▶ _Goal_: Copy the line containing "like [206, 12].", then all lines after it up to and including the final line of the material, exactly and without additions.

======== Supplied data ========

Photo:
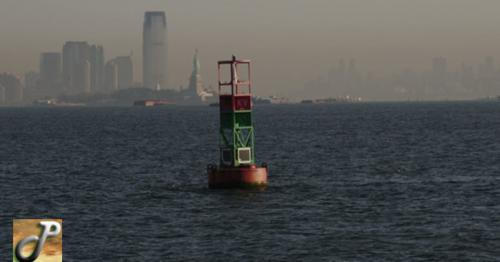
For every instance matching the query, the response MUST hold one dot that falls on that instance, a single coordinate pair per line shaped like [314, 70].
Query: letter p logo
[37, 238]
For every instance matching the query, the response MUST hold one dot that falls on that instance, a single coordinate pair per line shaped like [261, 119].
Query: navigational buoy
[237, 168]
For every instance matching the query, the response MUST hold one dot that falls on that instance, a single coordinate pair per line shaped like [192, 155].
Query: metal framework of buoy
[237, 166]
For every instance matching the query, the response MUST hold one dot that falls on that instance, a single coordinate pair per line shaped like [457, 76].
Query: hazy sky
[290, 41]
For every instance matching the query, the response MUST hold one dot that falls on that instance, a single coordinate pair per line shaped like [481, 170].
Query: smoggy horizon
[290, 42]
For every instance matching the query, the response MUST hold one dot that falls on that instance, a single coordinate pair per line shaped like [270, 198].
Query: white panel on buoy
[245, 155]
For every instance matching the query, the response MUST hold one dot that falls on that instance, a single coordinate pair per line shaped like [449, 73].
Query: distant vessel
[152, 102]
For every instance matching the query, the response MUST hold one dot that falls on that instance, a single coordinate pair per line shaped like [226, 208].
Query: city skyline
[384, 37]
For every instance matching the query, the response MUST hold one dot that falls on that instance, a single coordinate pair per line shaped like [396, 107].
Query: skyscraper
[195, 82]
[111, 76]
[12, 91]
[96, 59]
[125, 71]
[75, 56]
[50, 73]
[154, 50]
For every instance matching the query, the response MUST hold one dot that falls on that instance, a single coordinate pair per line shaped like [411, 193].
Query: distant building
[154, 51]
[111, 76]
[31, 80]
[125, 71]
[119, 73]
[3, 99]
[50, 74]
[12, 89]
[75, 56]
[96, 59]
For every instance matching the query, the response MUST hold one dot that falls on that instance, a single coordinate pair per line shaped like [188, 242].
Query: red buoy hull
[237, 177]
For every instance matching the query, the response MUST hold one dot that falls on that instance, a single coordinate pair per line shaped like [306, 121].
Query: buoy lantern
[237, 167]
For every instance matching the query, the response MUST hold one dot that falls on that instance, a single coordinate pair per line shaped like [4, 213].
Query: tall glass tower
[154, 50]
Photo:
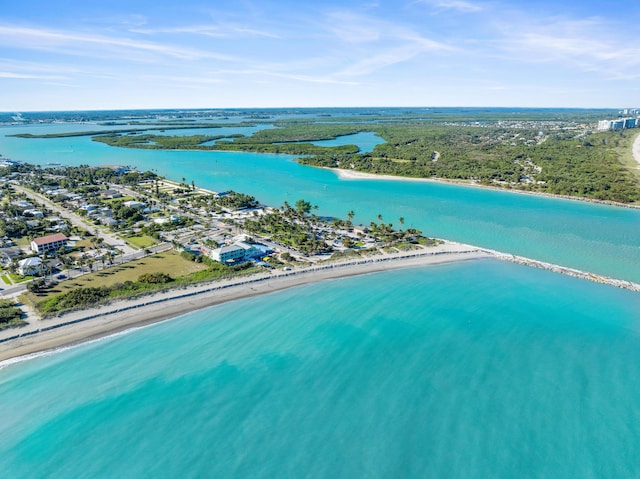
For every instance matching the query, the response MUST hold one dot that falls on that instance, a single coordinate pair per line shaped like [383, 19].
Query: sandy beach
[636, 150]
[81, 326]
[358, 175]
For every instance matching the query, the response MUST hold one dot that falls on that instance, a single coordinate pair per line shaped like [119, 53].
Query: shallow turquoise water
[596, 238]
[366, 141]
[469, 370]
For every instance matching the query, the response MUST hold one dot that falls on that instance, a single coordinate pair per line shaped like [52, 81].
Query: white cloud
[215, 31]
[589, 45]
[458, 5]
[65, 42]
[27, 76]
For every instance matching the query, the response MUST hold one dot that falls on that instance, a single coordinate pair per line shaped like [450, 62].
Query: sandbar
[344, 174]
[636, 150]
[81, 326]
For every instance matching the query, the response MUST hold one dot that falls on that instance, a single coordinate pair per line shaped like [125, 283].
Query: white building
[30, 266]
[228, 254]
[48, 243]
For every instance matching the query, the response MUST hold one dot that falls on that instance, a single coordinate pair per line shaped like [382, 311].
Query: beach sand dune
[85, 325]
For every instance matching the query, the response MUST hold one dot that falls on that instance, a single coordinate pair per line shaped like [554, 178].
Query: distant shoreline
[352, 175]
[635, 150]
[81, 326]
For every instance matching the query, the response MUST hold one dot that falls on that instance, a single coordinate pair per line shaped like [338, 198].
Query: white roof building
[30, 266]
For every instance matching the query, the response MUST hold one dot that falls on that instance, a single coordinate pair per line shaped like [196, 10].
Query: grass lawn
[16, 278]
[140, 241]
[169, 262]
[23, 241]
[625, 154]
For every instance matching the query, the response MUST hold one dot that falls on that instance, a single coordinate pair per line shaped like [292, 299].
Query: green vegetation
[10, 314]
[523, 153]
[140, 242]
[291, 227]
[130, 280]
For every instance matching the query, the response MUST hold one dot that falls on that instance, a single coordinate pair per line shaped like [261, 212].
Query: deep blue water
[597, 238]
[469, 370]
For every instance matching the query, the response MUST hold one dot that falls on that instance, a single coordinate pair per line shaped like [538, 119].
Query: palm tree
[350, 215]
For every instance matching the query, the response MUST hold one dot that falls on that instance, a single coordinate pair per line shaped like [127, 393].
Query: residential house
[30, 266]
[48, 243]
[228, 254]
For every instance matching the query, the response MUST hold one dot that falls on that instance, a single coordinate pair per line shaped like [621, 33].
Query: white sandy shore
[86, 325]
[636, 150]
[359, 175]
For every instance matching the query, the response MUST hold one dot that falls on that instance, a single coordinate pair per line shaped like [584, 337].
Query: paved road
[109, 238]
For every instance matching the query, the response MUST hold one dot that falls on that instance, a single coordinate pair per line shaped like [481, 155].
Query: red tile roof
[49, 239]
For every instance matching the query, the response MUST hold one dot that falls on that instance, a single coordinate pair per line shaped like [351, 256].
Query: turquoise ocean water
[597, 238]
[469, 370]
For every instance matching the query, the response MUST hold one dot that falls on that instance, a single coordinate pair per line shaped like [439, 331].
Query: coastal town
[115, 233]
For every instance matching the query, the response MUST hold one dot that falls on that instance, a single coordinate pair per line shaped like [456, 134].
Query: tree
[303, 207]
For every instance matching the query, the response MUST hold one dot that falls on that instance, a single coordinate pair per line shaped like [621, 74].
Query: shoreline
[350, 175]
[82, 326]
[635, 150]
[87, 325]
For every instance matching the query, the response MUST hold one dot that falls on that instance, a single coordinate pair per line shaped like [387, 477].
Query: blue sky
[66, 55]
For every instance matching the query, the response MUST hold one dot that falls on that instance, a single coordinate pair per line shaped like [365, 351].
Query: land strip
[81, 326]
[359, 175]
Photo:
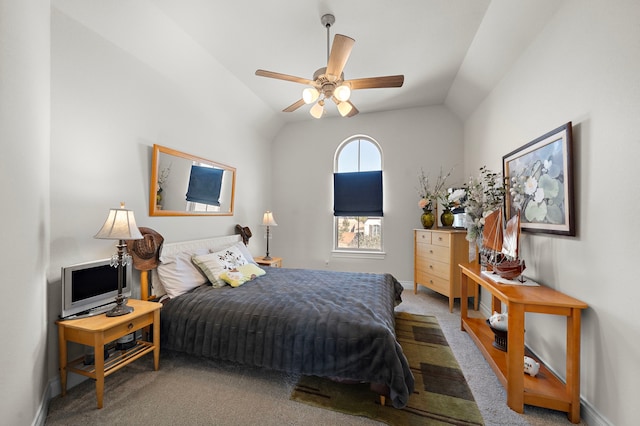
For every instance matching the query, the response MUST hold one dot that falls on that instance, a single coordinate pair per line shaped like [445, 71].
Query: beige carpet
[441, 395]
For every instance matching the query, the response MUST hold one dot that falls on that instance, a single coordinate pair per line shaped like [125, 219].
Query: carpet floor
[191, 391]
[441, 394]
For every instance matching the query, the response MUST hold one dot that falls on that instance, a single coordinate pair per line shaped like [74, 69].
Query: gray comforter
[323, 323]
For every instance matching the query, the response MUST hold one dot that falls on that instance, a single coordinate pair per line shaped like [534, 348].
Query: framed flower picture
[539, 180]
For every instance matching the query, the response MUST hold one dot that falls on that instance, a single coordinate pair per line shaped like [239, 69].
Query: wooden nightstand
[274, 262]
[99, 330]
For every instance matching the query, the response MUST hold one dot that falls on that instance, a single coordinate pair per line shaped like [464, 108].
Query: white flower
[539, 195]
[530, 186]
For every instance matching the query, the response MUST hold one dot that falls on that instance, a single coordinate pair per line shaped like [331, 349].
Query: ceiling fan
[329, 83]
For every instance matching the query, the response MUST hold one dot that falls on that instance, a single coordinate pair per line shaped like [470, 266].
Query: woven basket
[500, 338]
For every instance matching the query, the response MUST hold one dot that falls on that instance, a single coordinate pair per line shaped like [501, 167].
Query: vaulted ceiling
[451, 52]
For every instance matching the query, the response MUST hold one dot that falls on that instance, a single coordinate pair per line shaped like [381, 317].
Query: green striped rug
[441, 395]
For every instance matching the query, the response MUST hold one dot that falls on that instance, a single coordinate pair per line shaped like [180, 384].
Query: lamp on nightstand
[120, 225]
[268, 220]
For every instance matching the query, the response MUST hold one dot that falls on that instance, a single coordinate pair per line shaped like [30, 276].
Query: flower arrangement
[428, 194]
[451, 200]
[484, 195]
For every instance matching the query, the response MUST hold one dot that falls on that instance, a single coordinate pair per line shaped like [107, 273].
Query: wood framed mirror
[187, 185]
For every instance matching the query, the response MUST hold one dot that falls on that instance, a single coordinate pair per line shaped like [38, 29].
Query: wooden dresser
[437, 253]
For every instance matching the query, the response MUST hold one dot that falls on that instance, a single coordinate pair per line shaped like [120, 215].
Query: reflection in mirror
[183, 185]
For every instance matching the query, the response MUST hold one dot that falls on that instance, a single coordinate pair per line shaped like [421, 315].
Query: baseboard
[407, 284]
[53, 389]
[43, 409]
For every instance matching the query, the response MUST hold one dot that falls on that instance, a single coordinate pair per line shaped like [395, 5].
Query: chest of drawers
[437, 254]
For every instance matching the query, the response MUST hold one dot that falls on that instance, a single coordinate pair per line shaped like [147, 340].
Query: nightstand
[99, 330]
[274, 262]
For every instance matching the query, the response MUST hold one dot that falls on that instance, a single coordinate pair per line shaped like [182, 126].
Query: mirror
[185, 185]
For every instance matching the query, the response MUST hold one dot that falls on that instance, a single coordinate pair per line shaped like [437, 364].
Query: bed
[338, 325]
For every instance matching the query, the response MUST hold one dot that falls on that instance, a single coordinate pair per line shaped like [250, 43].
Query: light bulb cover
[310, 94]
[344, 108]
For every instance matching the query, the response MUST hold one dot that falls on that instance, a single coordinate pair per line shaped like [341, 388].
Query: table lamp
[268, 220]
[120, 225]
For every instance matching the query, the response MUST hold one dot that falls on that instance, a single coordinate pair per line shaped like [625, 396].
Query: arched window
[357, 195]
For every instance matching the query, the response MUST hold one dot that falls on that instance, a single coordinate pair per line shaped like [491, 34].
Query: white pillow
[211, 267]
[231, 257]
[178, 274]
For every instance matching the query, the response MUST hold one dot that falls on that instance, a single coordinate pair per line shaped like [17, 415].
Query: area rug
[441, 395]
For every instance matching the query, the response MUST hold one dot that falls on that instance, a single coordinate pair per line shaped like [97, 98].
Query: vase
[483, 254]
[446, 218]
[427, 219]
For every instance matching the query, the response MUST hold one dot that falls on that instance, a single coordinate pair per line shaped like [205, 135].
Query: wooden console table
[545, 389]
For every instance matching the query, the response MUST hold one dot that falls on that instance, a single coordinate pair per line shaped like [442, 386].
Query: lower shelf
[544, 390]
[116, 360]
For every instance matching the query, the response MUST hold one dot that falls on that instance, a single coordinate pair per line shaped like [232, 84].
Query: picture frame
[539, 183]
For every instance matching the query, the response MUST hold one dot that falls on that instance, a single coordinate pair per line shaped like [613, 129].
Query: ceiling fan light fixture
[342, 92]
[344, 108]
[310, 94]
[317, 110]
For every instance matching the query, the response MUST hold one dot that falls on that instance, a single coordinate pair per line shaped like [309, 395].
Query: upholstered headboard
[152, 290]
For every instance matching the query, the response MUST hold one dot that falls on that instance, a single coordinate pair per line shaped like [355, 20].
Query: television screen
[90, 288]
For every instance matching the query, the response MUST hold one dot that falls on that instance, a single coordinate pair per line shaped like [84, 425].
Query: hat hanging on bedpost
[244, 232]
[268, 220]
[145, 253]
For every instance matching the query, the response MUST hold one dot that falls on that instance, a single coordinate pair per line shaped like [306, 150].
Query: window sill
[354, 254]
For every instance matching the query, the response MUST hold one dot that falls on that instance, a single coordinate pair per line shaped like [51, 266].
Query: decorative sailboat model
[502, 245]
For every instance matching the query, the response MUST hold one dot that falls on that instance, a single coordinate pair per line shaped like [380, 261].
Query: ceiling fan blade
[376, 82]
[287, 77]
[340, 52]
[294, 106]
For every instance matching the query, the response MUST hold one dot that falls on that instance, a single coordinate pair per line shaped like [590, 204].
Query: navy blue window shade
[357, 194]
[204, 185]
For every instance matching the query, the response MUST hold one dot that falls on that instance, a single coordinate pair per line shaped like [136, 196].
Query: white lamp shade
[120, 225]
[310, 94]
[342, 93]
[268, 220]
[344, 108]
[316, 110]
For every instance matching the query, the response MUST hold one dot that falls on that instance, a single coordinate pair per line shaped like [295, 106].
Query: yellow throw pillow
[242, 274]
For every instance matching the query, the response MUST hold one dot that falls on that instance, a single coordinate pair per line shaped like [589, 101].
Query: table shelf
[116, 360]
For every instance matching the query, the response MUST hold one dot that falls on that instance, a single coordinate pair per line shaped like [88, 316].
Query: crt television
[91, 288]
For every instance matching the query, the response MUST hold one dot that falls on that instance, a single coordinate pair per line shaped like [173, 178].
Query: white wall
[583, 68]
[24, 171]
[302, 179]
[115, 94]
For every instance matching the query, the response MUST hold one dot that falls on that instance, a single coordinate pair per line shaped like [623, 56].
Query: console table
[545, 389]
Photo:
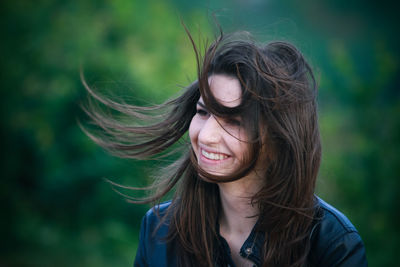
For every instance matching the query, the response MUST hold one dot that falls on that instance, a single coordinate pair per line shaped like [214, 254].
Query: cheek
[193, 133]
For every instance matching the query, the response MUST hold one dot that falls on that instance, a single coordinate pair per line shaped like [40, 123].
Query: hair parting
[278, 111]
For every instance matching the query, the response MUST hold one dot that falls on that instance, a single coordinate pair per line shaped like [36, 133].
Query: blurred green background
[56, 208]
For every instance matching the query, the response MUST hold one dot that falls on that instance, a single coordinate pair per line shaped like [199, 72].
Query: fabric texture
[334, 242]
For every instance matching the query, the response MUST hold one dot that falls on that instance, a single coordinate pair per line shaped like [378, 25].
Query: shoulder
[153, 244]
[334, 239]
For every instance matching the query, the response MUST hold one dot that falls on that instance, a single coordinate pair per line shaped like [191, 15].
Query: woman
[245, 182]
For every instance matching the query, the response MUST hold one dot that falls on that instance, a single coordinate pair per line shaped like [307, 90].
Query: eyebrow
[201, 104]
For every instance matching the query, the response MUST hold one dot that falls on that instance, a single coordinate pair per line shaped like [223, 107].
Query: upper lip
[210, 150]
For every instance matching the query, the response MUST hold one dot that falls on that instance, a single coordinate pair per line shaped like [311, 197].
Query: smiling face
[219, 143]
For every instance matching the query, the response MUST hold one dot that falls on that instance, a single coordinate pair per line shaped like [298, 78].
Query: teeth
[213, 156]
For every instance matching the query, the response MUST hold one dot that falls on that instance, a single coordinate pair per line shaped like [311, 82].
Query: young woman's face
[219, 143]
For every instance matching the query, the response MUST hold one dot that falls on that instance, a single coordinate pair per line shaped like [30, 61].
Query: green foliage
[57, 209]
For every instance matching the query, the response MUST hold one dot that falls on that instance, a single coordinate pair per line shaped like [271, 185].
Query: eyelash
[201, 112]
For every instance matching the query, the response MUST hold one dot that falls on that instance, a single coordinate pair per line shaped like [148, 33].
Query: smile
[213, 156]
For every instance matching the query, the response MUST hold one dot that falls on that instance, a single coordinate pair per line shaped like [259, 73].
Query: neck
[238, 215]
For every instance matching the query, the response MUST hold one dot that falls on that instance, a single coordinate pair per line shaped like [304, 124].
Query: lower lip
[212, 161]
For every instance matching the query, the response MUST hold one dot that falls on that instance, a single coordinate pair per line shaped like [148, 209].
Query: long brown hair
[279, 95]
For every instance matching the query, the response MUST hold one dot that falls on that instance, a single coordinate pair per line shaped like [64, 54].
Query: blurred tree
[58, 210]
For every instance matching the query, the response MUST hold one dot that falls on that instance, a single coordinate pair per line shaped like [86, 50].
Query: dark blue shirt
[334, 242]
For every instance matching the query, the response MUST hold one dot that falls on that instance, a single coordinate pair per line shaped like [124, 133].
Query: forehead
[226, 89]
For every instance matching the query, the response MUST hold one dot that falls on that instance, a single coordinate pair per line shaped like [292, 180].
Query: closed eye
[202, 112]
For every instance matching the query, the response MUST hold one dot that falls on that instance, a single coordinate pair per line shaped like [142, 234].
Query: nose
[210, 132]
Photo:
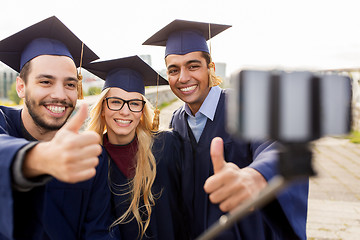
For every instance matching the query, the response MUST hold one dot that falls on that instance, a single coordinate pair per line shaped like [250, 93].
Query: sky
[283, 34]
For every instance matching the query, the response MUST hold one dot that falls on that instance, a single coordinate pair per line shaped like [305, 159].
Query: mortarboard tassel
[156, 120]
[80, 90]
[213, 79]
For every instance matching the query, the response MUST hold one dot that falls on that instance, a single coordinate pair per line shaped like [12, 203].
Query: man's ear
[20, 87]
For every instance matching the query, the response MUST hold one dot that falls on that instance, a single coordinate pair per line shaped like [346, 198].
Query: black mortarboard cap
[48, 37]
[181, 37]
[131, 74]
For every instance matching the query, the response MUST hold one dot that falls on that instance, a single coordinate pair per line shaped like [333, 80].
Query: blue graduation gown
[55, 211]
[283, 218]
[167, 215]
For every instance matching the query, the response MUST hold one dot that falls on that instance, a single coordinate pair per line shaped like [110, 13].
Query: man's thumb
[217, 154]
[75, 123]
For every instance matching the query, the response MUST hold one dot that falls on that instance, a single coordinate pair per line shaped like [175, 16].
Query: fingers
[75, 123]
[217, 154]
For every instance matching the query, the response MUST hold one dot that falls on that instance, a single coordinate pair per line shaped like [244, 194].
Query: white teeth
[123, 121]
[56, 109]
[188, 88]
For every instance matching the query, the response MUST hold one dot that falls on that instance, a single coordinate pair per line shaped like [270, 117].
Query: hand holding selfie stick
[293, 108]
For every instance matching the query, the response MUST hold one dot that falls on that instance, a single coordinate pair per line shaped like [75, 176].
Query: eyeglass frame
[124, 101]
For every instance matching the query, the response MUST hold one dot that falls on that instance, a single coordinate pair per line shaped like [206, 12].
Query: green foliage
[94, 91]
[13, 94]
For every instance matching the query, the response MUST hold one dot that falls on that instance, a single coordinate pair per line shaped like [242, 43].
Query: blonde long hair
[140, 186]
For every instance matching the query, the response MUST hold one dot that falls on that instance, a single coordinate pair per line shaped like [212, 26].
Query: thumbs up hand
[70, 156]
[230, 185]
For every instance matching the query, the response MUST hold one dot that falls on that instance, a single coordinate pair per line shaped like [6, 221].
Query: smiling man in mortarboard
[52, 183]
[191, 75]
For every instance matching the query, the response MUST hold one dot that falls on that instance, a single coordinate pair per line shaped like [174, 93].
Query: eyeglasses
[116, 104]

========

▶ _Complete response_:
For every instance matching the query, the response MUST hold one dot that falls on that instance, a single coordinate pair per line shaped like [206, 12].
Query: green foliage
[94, 91]
[13, 94]
For every instance matching the query, the response MUST hold one dot that falls on that instance, a single coordinate pair per line shaped like [242, 43].
Query: blonde long hair
[140, 186]
For every instance matching the query, the response MUST hold one dot that falls on that instance, a single coordinate pair per line shaped like [212, 26].
Query: thumbs up hand
[70, 156]
[230, 185]
For every instance matching the query, the response MUST hold one dot that falls on that instance, a single coordinate pair per line shaped like [6, 221].
Query: smiling man in mortarboard
[52, 183]
[191, 75]
For every instance matching the query, the response MUST hold one dot that falls on that instance, a single coordinate pair per line shaped like [174, 93].
Query: eyeglasses
[116, 104]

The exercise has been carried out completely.